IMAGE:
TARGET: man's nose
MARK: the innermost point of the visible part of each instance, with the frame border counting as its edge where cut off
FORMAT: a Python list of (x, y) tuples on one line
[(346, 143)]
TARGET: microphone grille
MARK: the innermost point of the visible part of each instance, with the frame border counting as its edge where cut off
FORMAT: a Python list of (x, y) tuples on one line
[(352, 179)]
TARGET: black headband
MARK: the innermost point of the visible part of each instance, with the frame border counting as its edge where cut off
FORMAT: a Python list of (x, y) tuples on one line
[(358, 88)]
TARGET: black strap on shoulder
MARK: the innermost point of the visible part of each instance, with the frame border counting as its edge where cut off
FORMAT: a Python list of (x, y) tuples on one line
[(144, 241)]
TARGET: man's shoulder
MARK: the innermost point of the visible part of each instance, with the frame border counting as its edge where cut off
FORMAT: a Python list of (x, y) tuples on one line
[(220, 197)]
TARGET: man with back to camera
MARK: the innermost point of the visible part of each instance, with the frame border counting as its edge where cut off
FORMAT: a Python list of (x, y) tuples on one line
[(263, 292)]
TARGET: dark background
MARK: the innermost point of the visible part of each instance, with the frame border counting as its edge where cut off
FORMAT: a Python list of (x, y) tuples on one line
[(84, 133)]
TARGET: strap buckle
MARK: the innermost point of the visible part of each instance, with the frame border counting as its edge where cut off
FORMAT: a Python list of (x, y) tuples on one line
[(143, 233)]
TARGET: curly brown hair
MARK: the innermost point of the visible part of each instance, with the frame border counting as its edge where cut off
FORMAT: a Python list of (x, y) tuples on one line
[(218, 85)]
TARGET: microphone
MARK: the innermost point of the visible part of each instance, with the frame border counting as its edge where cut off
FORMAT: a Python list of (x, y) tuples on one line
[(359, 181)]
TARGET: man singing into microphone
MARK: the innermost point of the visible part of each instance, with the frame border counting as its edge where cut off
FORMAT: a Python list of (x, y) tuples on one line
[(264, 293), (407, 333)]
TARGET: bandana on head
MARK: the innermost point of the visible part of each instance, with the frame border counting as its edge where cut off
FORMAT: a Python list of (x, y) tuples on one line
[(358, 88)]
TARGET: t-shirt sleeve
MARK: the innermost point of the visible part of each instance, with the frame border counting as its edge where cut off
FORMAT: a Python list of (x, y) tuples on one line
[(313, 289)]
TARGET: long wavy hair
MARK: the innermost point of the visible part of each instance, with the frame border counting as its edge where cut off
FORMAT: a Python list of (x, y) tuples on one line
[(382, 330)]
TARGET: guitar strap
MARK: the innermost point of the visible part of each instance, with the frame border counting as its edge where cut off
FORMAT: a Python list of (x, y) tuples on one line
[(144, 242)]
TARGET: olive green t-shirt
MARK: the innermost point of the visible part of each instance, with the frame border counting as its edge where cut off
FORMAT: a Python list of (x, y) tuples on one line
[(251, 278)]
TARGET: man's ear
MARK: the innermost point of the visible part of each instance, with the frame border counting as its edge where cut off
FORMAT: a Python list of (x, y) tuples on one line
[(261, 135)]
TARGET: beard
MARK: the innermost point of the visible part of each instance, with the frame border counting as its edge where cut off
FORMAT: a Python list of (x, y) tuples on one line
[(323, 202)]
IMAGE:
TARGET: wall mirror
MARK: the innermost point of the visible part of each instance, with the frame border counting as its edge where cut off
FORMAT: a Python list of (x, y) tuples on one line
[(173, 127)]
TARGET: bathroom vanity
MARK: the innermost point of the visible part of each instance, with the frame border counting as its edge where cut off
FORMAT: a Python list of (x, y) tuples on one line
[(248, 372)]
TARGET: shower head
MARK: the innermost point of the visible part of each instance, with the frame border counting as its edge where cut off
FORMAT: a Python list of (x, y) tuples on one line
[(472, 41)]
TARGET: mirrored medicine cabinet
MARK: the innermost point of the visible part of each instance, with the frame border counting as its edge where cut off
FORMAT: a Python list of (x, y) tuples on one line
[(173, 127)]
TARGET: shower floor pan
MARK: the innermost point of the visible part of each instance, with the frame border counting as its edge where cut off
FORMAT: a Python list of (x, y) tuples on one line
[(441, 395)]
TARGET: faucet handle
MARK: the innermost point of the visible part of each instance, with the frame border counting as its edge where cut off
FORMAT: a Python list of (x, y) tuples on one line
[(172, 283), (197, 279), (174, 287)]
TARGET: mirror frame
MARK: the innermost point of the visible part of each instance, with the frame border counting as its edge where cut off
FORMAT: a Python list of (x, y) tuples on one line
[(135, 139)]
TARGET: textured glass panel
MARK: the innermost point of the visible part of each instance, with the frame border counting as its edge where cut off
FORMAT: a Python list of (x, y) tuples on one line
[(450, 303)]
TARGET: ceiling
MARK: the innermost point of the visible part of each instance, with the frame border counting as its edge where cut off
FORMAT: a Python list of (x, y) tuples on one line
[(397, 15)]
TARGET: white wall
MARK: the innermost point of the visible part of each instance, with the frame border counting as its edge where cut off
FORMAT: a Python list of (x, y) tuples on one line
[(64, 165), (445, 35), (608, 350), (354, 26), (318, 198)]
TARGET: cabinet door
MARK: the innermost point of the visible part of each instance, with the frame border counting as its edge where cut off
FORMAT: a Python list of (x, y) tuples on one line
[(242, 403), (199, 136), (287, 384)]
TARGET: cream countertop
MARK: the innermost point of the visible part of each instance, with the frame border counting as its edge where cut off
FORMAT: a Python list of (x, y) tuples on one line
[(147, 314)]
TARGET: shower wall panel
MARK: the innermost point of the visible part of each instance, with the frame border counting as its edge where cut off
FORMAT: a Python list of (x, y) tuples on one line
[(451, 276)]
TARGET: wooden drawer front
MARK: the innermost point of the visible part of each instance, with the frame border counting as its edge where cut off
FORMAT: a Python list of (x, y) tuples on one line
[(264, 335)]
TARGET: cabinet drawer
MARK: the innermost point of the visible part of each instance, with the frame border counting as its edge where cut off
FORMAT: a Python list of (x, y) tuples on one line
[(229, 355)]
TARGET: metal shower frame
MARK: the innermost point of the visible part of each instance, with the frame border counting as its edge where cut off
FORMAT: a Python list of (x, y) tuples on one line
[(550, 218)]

▸ GIVEN INSTRUCTION: Edit the material above so that "frame border" is replaced with "image boundary" wherever it occurs, and reproduce the material with everything else unchanged.

▸ RESPONSE TO THIS TASK:
IMAGE:
TARGET: man's nose
MARK: the innermost point of the visible part of each instance, with the image boundary counting as its edge where cut off
FORMAT: a Python list of (x, y) tuples on one line
[(346, 143)]
TARGET: microphone grille
MARK: the innermost point of the visible part of each instance, with the image boundary counting as its edge where cut off
FORMAT: a Python list of (x, y) tuples on one line
[(352, 179)]
TARGET: black headband
MARK: the innermost point of the visible part of each instance, with the image boundary counting as its edge where cut off
FORMAT: a Python list of (x, y) tuples on one line
[(358, 88)]
TARGET: black strap on shoulder
MARK: the innermost point of the visible part of each instance, with the image boundary counting as its edge where cut off
FORMAT: a Python list of (x, y) tuples on one line
[(144, 241)]
TARGET: man's shoulder
MARK: the innermost point of the visible part of each instance, with the image boundary counting as its edge where cut off
FORMAT: a Python list of (x, y) tuples on one line
[(220, 197)]
TARGET: man with back to camera
MARK: the innermost point of the visible part of each instance, with the image boundary counting as its edge where cut off
FORMAT: a Python list of (x, y) tuples on one line
[(263, 292)]
TARGET: dark background
MARK: the innermost point of the visible part of each instance, with the image boundary counting as its edge where cut off
FORMAT: a Python list of (x, y) tuples on one line
[(84, 133)]
TARGET: strap buckle
MARK: the innermost point of the visible part of each instance, with the image boundary counting as its edge where cut off
FORMAT: a Python list of (x, y) tuples on one line
[(143, 233)]
TARGET: curly brown hair
MARK: the innermost point of the visible part of each instance, with the image boundary counting as its edge where cut off
FORMAT: a Python list of (x, y) tuples on one line
[(218, 85)]
TARGET: microphone
MARK: the innermost point of the visible part of each instance, with the image boundary counting as its edge where cut off
FORMAT: a Python list of (x, y) tuples on one line
[(359, 181)]
TARGET: man singing into microphone
MARK: the innermost point of the visible part of each instance, with the image boundary counting as its edge where cut off
FORMAT: a Python list of (x, y) tuples on one line
[(264, 293), (407, 333)]
TARGET: bandana on head
MARK: the innermost point of the visible part of each instance, with the image boundary counting as its edge where cut off
FORMAT: a Python list of (x, y) tuples on one line
[(358, 88)]
TARGET: t-shirt sleeve
MARK: the innermost point of the visible part of each instance, with the image boundary counting as its edge where cut off
FORMAT: a Python list of (x, y) tuples on one line
[(313, 289)]
TARGET: long wavy hair
MARK: the innermost point of the visible part of each instance, with the image boundary counting as its edge where cut off
FORMAT: a Python list of (x, y) tuples on one line
[(382, 330)]
TARGET: guitar strap
MARK: the innermost point of the visible part of each instance, with the image boundary counting as its edge where cut off
FORMAT: a Python list of (x, y) tuples on one line
[(144, 242)]
TARGET: olive green t-shirt
MARK: the innermost point of the visible part of each instance, with the image boundary counting as its edge where cut off
FORMAT: a Python list of (x, y) tuples on one line
[(251, 278)]
TARGET: man's ear
MARK: the innermost point of the visible part of each instance, with the image boundary counting as its edge where cut off
FORMAT: a Python list of (x, y) tuples on one line
[(261, 135)]
TARGET: beard
MARK: the innermost point of the visible part of each instance, with the image boundary counting as its edge where cut off
FORMAT: a Python list of (x, y) tuples on one line
[(323, 202)]
IMAGE:
TARGET: wall mirror
MARK: the innermost point of the visible part of each instance, with the image boundary counting as its edge where cut off
FORMAT: a Python list of (x, y) tuples on one line
[(173, 127)]
TARGET: bathroom vanity
MARK: the innermost point of the visible part of each instance, with the image boundary counting as its edge where cut off
FORMAT: a Python list of (x, y) tuples on one line
[(248, 372)]
TARGET: shower head
MARK: the innermost point of the visible part of each instance, with the image boundary counting as its edge where cut off
FORMAT: a Python list of (x, y) tuples on one line
[(472, 41)]
TARGET: mirrored medicine cabinet
MARK: the innermost point of the visible part of each instance, with the image boundary counting as its edge where cut off
FORMAT: a Python list of (x, y) tuples on one line
[(173, 127)]
TARGET: shower floor pan
MARK: the innermost point of the visible part of each instance, with the image boundary counting as its edge where cut off
FORMAT: a Python list of (x, y) tuples on one line
[(441, 395)]
TARGET: faucet handle
MARK: the innermost point of the visible part of each instance, with the image boundary counting as its edge where cut off
FORMAT: a Python list of (x, y) tuples on one line
[(172, 283), (197, 279), (174, 287)]
TARGET: mirror frame
MARK: the innermost point of the visible part of each instance, with the image boundary counting as its edge where cut off
FORMAT: a Python list of (x, y) tuples on one line
[(135, 139)]
TARGET: textured glass panel
MARK: the innermost point of the visible part of each instance, with the image boundary counting as its edge where cut off
FORMAT: a Python list of (x, y) tuples on one line
[(450, 303)]
TARGET: ceiling
MARK: the innermost point of the visible part of each instance, with the image boundary counting as its edge where cut off
FORMAT: a Python list of (x, y) tuples on one line
[(397, 15)]
TARGET: white wall
MARK: the innermost point of the visible part of each instance, with the image boundary counting as its edge where cut off
FORMAT: a Python list of (x, y) tuples on one line
[(64, 165), (445, 35), (608, 350), (354, 26), (318, 198)]
TARGET: cabinet door
MARK: the innermost point of the visible part of each instance, with the image boundary counting as its edge where cut off
FORMAT: a Python list of (x, y) tuples on one line
[(242, 403), (199, 136), (287, 384)]
TARGET: cream countertop
MARK: the innermost point of the visible part of each instance, with the image boundary counting as its edge where cut off
FORMAT: a Python list of (x, y) tuples on one line
[(147, 314)]
TARGET: shower wall panel
MARK: the innermost point of the visible part of each instance, with the image boundary counting as its edge where cut off
FORMAT: a Python list of (x, y) tuples on one line
[(451, 276)]
TARGET: wooden drawer front
MARK: the innermost point of the visible part of each instance, with the image boundary counting as its edge where cut off
FORMAT: a Python list of (x, y) tuples on one line
[(264, 335)]
TARGET: cabinet drawer
MARK: the innermost point of the visible part of each instance, with the image boundary counting as its edge where cut off
FORMAT: a Python list of (x, y) tuples on one line
[(229, 355)]
TARGET: metal shower frame
MARK: the innermost point of the visible part of each instance, with the image boundary counting as its edge where cut off
FORMAT: a Python list of (x, y) tuples on one line
[(550, 218)]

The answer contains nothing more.